#### [PAGE EXTRACT]
# # # #

Today I had my computer probably crash- it looks like it needs to be restored to factory settings (caught In an automatic repair loop) but I have no idea how to do that. And the tutorials aren’t helping. And I feel embarrassed and stupid.
I would like to learn some basic stuff about computers. Where is a good start if place? (Not necessarily specific to my problem but more to make me feel less like a damsel in distress)
Idea
Good question. Please ask in the regular thread tomorrow!
hey macaroni
its usually f12 or f8 with/without a control or shift– depends on the computer. or use your back up utility.
Feeling torn
I need advice. I am an attorney, working at a mid-size firm in southern California. I have a love/hate relationship with my job–I like the work, am well-compensated and like most of my colleagues, but am sort of burned out on the long days and stress. (I KNOW. I’ve only been doing this for 18 months, am I allowed to feel burned out yet??) I’ve been told several times (including at my review in October) that I am doing really well.
Meanwhile, my husband has been working remotely for a tech startup in a different city (2+hours away without traffic), and also doing really well. He’s about to get promoted. However, to be considered for the next promotion we know he needs to be in the office to set himself apart from the competition, demonstrate his leadership skills, etc. Our landlord just told us that she wants to sell our condo, so we need to move in about 6 weeks regardless. Husband wants to move to be close to his job and for me to find a new one. I have whiplash and some panicky feelings about moving so soon-I thought we would move at end of 2016 at earliest.
Other factors: we want to start a family this year and I would like to work less while our kids are young, assuming we are able to have children. I have $35k left on my student loans and would also like to knock those out before having kids. (I have a plan and am executing it but… thought I had until the end of the year at my job.) He LOVES his job. I like mine. His job is in a much larger city–> much larger legal market. During our marriage, he has let several great opportunities pass by because I was in law school or had just started this job. He has never complained and has always been incredibly supportive. He really wants to be in the office with the rest of his team, and is also really excited about the prospect of eating dinner together sometimes.

# # # #

#### [REQUIRED WORK]
1: Translate this sentence from the advice-forum thread into Spanish: "He has never complained and has always been incredibly supportive."
2: Go on with the advice-forum post about the attorney weighing a move for a spouse's job, picking up right after its final sentence.

#### [DATA SUPPLIED]
# # # #

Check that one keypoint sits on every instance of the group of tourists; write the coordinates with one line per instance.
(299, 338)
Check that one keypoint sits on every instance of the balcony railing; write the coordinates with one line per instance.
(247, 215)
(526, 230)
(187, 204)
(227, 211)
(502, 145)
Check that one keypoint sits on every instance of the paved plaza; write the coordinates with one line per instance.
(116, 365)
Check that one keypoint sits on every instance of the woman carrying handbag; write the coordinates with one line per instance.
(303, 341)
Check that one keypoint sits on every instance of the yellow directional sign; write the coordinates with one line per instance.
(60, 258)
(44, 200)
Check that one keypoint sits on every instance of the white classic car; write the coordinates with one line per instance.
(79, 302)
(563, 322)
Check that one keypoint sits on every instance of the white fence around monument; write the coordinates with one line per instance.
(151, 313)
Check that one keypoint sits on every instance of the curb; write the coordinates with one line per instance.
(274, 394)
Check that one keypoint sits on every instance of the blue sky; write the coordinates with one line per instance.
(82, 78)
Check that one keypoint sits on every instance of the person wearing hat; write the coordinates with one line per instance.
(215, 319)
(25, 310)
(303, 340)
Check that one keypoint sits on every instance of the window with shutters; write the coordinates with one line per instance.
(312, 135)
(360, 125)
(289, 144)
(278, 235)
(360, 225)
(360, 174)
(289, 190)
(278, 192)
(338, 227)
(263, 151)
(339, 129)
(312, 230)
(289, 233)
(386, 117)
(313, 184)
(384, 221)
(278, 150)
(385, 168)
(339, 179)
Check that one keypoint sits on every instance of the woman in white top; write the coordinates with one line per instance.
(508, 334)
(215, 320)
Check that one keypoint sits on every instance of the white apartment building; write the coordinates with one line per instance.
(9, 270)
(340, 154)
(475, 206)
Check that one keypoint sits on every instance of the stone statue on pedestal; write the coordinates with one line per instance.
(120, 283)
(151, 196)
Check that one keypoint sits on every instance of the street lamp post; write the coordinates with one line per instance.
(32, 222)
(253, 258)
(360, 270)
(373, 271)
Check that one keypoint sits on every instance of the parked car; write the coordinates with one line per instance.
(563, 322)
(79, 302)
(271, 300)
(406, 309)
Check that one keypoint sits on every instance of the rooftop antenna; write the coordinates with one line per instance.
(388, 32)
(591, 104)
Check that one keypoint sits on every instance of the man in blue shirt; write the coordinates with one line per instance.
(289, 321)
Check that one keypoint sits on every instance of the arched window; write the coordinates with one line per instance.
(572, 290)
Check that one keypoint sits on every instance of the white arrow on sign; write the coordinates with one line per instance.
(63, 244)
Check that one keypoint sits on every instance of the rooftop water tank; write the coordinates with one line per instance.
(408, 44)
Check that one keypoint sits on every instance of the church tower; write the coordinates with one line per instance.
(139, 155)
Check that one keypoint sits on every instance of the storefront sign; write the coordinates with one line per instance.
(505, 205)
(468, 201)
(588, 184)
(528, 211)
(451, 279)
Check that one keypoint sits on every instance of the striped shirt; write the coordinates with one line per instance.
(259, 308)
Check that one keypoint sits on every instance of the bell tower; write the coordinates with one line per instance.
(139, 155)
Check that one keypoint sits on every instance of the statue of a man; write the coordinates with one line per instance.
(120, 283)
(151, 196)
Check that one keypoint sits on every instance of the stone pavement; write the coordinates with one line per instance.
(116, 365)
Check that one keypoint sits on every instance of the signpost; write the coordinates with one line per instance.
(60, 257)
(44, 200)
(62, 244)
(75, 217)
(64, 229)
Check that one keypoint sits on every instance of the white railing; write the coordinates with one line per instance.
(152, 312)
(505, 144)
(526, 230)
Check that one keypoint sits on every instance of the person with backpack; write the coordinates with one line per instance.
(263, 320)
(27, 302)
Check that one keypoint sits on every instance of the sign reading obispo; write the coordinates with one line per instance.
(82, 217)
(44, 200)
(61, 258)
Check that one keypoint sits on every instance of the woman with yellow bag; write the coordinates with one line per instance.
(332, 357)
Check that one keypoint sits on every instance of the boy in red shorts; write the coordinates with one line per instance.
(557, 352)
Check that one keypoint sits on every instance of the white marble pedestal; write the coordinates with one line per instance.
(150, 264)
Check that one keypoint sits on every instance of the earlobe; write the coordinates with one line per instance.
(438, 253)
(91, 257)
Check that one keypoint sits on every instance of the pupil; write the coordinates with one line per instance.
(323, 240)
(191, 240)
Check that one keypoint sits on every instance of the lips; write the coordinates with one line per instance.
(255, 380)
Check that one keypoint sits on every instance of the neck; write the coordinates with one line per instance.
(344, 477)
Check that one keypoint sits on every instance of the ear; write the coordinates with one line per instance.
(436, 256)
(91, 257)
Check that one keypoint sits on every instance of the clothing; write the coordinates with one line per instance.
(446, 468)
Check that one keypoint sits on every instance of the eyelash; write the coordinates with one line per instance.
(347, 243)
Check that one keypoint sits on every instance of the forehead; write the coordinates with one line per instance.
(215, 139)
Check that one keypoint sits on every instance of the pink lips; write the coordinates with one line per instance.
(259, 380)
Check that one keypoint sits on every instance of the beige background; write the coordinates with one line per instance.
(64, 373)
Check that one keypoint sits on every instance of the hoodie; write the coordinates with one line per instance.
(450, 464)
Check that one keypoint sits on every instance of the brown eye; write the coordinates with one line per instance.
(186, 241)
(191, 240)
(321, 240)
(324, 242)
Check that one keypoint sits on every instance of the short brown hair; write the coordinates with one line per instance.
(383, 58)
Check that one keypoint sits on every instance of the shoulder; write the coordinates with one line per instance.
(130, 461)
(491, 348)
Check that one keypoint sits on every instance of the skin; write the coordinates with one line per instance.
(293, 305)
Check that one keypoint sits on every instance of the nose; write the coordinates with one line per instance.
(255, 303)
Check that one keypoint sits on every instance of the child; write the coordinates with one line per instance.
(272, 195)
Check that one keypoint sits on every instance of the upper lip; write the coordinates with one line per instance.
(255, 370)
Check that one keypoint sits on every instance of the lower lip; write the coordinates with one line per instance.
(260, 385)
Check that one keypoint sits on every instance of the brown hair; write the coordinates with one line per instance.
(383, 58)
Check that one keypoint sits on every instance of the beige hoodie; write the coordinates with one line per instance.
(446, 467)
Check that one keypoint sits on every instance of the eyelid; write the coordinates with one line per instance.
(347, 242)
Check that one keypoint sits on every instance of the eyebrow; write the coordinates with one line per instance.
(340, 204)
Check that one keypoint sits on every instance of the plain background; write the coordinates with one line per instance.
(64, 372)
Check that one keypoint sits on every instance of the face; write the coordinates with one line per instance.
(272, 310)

# # # #

#### [RESPONSES IN ORDER]
1: Nunca se ha quejado y siempre ha brindado un apoyo increíble.

2:
Anyway, all that background just to say: does it make sense to quit my job so he can succeed at his? Does starting over at a new firm (or maybe not a firm, if I get lucky) make sense if we want to have children sooner than later? Should I stop worrying about it, move to the bigger legal market, be grateful for what I have and try to find a job where I at least work the same hours (NOT more) than I have been working? Probably the last option, but would love to hear feedback if anyone’s still over here.
Betterandbetter
It sounds like there is not much to stay for and lots of potential upside and it sounds like you really want the opportunity to step up for your husband.
I also think it doesn’t make enormous sense to make decisions based on people that don’t exist yet at the expense of people who do. Family planning can be very unpredictable.
Zelda
Based on all of the factors, it sounds like the right decision would be to move near his job and for you to find a new job. However, that doesn’t mean that you have to quit your job before finding something else. It’s always easier to find a job when you have a job.
Start looking for jobs in his city right away. How competitive is the legal market in the new city for your level of experience? If you haven’t found a new job before you have to move, it might make sense for you to stay in your old city on a short term basis until you can find something in the new city.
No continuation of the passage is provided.